## What you are asked to do
Print, word for word, everything in the postpartum journal post below from "It’s been 2" down to "of scared to.".

## Excerpt

It’s been 2 years since I gave birth to my amazing son. He is so precious, marvelous, silly, and perfect. I can’t imagine my life without him. ABQ Mom recently re-posted an article titled “Postpartum Depression: Struggling to Find Normal.” And it reminded me of the time when this love was new and uncomfortable.
I stumbled upon some journal entries from my postpartum depression period. I’d write down all my thoughts in the middle of the night when I couldn’t sleep as a way to cope with my mental isolation. Honestly, I have never shared these journal entries publicly, and I’m sort of scared to.
The reality of the anxiety and depression I faced is so heartbreaking.
It’s not easy to share these. But I think sharing could help others who are afraid to admit they’ve been there or are even currently in this place. My thoughts represent a scary but important reality of motherhood, and I hope they can help you if you resonate with them.
Journal Entries 1 & 2
January 21, 2019 at 11:03PM. (12 Days postpartum)
“Another night is coming and I’m scared. Nighttime is draining. I’m scared to feel nothing again. I’m scared to dislike my baby. I feel heartless. Am I in love with my son yet? I love him. I’m protective of him. But am I IN LOVE with him? Can I answer that yet? Why isn’t all of this automatic? Why am I crying again? I feel like I have to hide everything. ‘I’m fine.’ ‘I’m okay.’ ‘No, thanks.’
January 24, 2019. (15 days postpartum)
“A few days later and I’m losing it. I’ve had nothing left to give for so long. I don’t know how I’m still going. I can barely function physically. Mentally, I’m already gone. I’m going to have to do all this on my own somehow? I’m miserable with help. God, help me. The worst time of my life is here.
No date listed.
“I went a while being ok. Maybe I was faking it but I tried. Another night got me. Good momma by day. Crazy *explicit* by night. He wouldn’t stop. Eating. Crying. De-latching. Getting his hand in the way. All I do is feed him. My only purpose is to be a milk machine. Again. Again. Again. Again. I haven’t slept. I tell people that and they laugh about it. ‘Welcome to being a parent!’ I’m losing my mind but yeah, thanks for laughing about all the new parent cliches… Hard to even think I’m a good mom. I’m trying for this kid. I always am. I never stop. Since day one… I’ve tried. Stay in a good mindset. Well, now my mind is fried. Or dissolved. Always on edge… can’t sleep… he’s gonna cry again. You’re gonna have to feed again. No one truly gets it. Alone alone alone alone. Waiting for something to change and don’t know what.”
I know that might’ve been difficult to read. Trust me, it was difficult to revisit. I am so heartbroken for this mother who is obviously struggling. I just wish I could tell her “ASK FOR HELP!” Before I say anything else let me just mention that I did talk about my feelings. But even someone who loves you and supports you may not have any idea how to handle this issue. After the previous entry, I sought out the help of a therapist who specialized in postpartum depression.
If you feel like you may be experiencing postpartum depression or anxiety, please reach out to someone. Please seek out a professional. You are not alone. I see you. TRhere is hope and there is help.
Therapy was a nice, consistent, break from my routine as a new mother. It felt safe. I got to talk with someone I didn’t have a personal relationship with. aAnd I think that helped me a bit. As time went on, I could slowly manage my new life better. Honestly, it just sort of got better on its own. Like it faded. I didn’t mind if someone else held my baby. I finally started getting regular sleep. My thoughts at night were filled with admiration for my new baby. I made it to a place where things weren’t “easy,” but they were manageable and most importantly, enjoyable.

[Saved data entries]
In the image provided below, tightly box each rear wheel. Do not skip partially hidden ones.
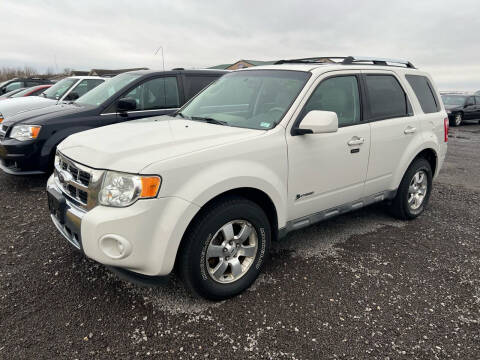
[391,158,432,220]
[178,197,271,300]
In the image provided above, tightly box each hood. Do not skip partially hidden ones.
[0,96,57,119]
[445,105,461,110]
[58,116,265,173]
[0,101,85,126]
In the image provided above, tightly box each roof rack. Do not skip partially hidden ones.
[275,56,416,69]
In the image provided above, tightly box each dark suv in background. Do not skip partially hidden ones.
[0,78,53,95]
[0,70,226,175]
[441,93,480,126]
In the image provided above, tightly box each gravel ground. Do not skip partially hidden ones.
[0,124,480,359]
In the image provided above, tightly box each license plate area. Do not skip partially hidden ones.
[47,188,67,225]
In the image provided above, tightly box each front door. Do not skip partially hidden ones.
[287,72,370,220]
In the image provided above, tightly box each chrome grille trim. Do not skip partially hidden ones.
[54,151,104,210]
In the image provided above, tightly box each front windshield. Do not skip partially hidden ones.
[442,95,467,106]
[42,78,78,100]
[10,88,36,97]
[75,73,142,106]
[178,70,310,130]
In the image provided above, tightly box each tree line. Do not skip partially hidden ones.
[0,66,71,82]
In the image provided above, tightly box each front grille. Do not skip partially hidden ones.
[54,153,103,209]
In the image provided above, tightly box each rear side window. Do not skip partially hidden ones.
[365,75,409,120]
[185,76,217,101]
[405,75,440,114]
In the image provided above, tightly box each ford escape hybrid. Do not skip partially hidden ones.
[47,57,448,300]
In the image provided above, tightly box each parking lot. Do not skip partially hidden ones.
[0,123,480,359]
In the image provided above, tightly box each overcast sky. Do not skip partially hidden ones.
[0,0,480,90]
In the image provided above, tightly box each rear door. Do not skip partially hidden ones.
[102,75,182,122]
[463,96,477,120]
[362,70,421,196]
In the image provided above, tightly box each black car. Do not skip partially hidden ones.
[442,93,480,126]
[0,70,226,175]
[0,78,52,95]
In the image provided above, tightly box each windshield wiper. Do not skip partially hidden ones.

## Response to this task
It’s been 2 years since I gave birth to my amazing son. He is so precious, marvelous, silly, and perfect. I can’t imagine my life without him. ABQ Mom recently re-posted an article titled “Postpartum Depression: Struggling to Find Normal.” And it reminded me of the time when this love was new and uncomfortable.
I stumbled upon some journal entries from my postpartum depression period. I’d write down all my thoughts in the middle of the night when I couldn’t sleep as a way to cope with my mental isolation. Honestly, I have never shared these journal entries publicly, and I’m sort of scared to.